- Amaç: Aşağıdaki satırlar arasında "with" kelimesini içerenleri sayın. Yanıt olarak yalnızca sayıyı verin.

- Verilen Veriler:

'''

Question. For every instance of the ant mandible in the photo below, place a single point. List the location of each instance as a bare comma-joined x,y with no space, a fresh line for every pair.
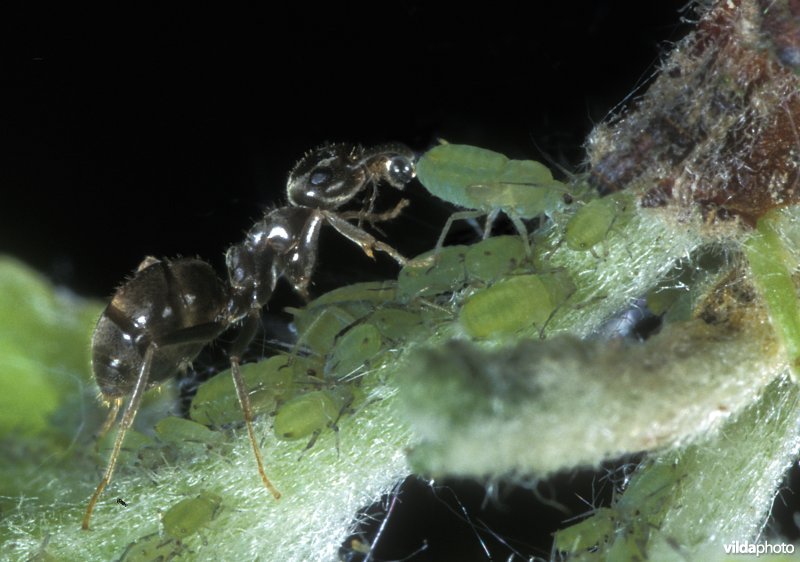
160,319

'''
'''

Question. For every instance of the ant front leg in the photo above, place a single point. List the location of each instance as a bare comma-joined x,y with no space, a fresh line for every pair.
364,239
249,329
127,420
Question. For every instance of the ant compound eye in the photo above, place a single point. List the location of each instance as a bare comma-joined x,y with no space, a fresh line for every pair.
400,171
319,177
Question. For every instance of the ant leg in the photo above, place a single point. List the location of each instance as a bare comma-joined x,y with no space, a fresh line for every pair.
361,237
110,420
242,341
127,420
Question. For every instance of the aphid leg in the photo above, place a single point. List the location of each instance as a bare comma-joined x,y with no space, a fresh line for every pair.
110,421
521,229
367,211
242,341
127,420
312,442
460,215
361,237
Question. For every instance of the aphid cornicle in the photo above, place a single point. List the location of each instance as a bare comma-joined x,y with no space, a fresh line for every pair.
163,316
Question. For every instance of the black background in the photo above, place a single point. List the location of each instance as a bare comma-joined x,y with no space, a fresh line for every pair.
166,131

'''

- Problemin Çözümü: 7